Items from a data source
================
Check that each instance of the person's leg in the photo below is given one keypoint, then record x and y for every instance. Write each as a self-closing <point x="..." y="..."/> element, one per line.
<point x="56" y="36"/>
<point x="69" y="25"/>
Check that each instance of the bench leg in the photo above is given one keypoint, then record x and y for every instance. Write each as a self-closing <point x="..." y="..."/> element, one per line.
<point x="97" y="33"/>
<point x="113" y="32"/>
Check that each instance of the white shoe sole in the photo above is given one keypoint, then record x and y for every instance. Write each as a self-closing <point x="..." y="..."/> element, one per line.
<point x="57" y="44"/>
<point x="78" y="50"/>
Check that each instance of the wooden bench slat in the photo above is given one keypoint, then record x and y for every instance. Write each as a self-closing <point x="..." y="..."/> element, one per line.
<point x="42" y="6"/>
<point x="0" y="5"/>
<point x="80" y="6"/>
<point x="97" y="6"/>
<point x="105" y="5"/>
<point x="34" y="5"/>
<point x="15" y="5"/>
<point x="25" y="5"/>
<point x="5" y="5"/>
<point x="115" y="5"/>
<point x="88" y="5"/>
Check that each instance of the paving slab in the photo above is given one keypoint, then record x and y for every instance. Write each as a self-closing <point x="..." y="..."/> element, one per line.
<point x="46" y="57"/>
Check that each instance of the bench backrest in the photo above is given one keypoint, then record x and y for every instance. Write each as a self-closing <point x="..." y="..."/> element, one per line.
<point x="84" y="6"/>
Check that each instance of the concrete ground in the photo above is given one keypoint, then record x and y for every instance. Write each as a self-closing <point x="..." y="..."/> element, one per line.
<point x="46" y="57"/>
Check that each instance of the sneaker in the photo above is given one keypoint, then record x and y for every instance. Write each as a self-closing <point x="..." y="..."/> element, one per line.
================
(EXERCISE) Reproduce exactly the line containing "Check that each instance of the bench backrest" and every line after it through the end of the records above, and nothing else.

(EXERCISE OUTPUT)
Check that each instance of the bench backrest in the photo above is given one keypoint, then record x and y for every instance. Write each as a self-closing <point x="..." y="..."/> element, one per line.
<point x="84" y="6"/>
Check that each instance of the concrete ground in the photo above is given one keypoint, then record x and y for every instance. Write each as a self-closing <point x="..." y="..."/> element, one per line.
<point x="46" y="57"/>
Check that each instance of the sneaker in the photo above is given one keypoint, then record x and y for every instance. Write each as a self-closing <point x="..." y="..."/> element, one per line.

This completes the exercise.